- _Passage shown_

Food Myth: Fruit Juice Is Healthy
Fruit juice is a soft drink without the bubbles
What do we usually have for breakfast? More likely that fruit juice is among the foods that are most commonly served at our breakfast tables. But is it really a “healthy choice” like Canada’s Food Guide says?
You would be surprised to know about ground-breaking findings in the report entitled Obesity in Canada: A Whole-of-Society Approach for a Healthier Canada, which was released on March 1, 2016, by the Standing Senate Committee on Social Affairs, Science and Technology. This report is a result of an intensive study conducted between February 2014 and June 2015.
“Canada’s dated food guide is no longer effective in providing nutritional guidance to Canadians,” the report says. “Fruit juice, for instance, is presented as a health item, when it is little more than a soft drink without the bubbles.”

Fruit juice contains as much sugar as a sugary soft drink
So, if you think that fruit juice is a healthy choice, you are wrong! Fruit juice contains as much sugar and calories as a sugary soft drink. Check the facts:
Unsweetened Apple juice
- 10 grams of sugar per 100 grams
- 46 calories
Soda
- 9 g of sugar per 100 grams
- 38 calories
1 teaspoon = 5g
WHO recommends: 6 teaspoons of sugar per adult per day = 30g
Do the math!
You probably don’t know that during the last 35 years the number of obese Canadian adults has doubled and the number of obese children has tripled. But you definitely know that obesity causes many serious health problems, such as type 2 diabetes, heart disease, stroke and some cancers. An increase in consumption of pre-packaged, highly processed foods, like instant noodles and frozen pizzas, candy, soft drinks, and salty snacks are some of the key contributors to Canada’s obesity crisis.

- _Check your understanding_
A. Write out the fruit juice article starting at "Fruit juice contains as much sugar as" and ending at "Do the math!", and switch "calories" to "kilocalories" throughout.
B. According to the fruit juice article, on what date was the Senate committee's obesity report released?
C. For each statement, say whether the fruit juice article agrees with it, and quote the words that decide it.
(i) The study behind the Senate report ran from February 2014 to June 2015.
(ii) Per 100 grams, soda contains more sugar than unsweetened apple juice.
(iii) Over the last 35 years, the number of obese Canadian children has doubled.

(Region pointing data)
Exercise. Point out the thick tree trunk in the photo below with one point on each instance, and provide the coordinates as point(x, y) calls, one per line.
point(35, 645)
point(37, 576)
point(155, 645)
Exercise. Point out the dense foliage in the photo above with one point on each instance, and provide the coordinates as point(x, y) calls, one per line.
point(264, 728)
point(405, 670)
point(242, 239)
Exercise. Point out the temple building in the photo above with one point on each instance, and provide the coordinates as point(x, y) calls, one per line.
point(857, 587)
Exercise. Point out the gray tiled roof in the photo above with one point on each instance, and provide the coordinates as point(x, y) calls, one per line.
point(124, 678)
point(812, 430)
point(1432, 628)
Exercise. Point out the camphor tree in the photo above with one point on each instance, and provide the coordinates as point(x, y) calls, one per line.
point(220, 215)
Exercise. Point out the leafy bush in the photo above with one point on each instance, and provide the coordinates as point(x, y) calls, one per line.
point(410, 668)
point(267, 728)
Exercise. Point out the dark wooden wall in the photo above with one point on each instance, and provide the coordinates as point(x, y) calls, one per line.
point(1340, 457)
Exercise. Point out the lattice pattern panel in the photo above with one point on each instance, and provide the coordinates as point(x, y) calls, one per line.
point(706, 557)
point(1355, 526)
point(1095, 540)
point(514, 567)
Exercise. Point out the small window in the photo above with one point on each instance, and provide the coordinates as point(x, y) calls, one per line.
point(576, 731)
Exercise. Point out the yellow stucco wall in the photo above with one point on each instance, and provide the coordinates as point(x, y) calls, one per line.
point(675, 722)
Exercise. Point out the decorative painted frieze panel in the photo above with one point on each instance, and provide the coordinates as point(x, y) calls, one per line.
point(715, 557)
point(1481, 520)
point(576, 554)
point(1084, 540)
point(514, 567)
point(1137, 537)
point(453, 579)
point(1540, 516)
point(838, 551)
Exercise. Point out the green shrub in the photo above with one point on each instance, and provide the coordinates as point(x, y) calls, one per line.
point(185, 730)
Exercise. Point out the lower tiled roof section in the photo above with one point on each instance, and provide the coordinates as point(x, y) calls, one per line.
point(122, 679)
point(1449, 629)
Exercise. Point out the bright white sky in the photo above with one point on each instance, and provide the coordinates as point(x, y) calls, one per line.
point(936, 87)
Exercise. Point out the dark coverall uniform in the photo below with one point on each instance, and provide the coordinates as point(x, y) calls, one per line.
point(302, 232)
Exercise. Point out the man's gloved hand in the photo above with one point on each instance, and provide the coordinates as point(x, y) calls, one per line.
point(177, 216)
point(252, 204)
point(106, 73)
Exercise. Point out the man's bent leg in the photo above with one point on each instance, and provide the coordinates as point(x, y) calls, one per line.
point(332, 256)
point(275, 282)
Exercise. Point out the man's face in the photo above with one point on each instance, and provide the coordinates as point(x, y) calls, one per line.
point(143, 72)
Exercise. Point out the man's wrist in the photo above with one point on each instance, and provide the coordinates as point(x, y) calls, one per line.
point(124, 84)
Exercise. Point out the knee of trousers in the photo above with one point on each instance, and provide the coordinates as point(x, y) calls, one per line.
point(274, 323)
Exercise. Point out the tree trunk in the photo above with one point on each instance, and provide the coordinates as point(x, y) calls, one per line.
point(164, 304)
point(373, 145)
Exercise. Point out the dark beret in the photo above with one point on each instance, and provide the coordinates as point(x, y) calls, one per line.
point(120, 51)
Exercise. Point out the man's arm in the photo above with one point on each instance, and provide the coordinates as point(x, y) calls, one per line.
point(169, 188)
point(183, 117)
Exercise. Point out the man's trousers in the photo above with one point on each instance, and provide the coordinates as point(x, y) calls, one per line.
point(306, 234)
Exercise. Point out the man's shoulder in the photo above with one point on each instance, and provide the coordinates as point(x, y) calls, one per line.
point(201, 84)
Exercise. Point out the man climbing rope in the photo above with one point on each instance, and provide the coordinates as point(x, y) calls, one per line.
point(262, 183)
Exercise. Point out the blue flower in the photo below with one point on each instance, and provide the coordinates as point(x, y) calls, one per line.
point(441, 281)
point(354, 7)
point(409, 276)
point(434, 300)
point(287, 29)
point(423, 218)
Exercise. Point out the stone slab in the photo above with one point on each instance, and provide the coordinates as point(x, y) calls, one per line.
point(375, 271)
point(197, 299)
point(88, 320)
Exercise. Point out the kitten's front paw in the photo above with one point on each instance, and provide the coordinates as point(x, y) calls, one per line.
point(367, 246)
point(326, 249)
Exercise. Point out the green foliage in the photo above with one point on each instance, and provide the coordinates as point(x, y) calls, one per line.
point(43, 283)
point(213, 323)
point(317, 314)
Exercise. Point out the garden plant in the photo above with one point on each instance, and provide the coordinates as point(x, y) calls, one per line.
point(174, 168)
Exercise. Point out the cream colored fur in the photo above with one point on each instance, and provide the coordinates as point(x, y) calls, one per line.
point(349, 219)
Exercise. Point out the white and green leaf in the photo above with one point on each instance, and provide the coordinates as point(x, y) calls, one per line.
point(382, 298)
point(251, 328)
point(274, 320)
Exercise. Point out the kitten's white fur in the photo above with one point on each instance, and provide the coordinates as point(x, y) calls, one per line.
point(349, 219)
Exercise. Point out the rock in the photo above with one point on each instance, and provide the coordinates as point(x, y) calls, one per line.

- _Answers in order_
A.
Fruit juice contains as much sugar as a sugary soft drink
So, if you think that fruit juice is a healthy choice, you are wrong! Fruit juice contains as much sugar and kilocalories as a sugary soft drink. Check the facts:
Unsweetened Apple juice
- 10 grams of sugar per 100 grams
- 46 kilocalories
Soda
- 9 g of sugar per 100 grams
- 38 kilocalories
1 teaspoon = 5g
WHO recommends: 6 teaspoons of sugar per adult per day = 30g
Do the math!

B. March 1, 2016

C.
(i) Yes: "conducted between February 2014 and June 2015"
(ii) No: "10 grams of sugar per 100 grams" for unsweetened apple juice, against "9 g of sugar per 100 grams" for soda
(iii) No: "the number of obese children has tripled"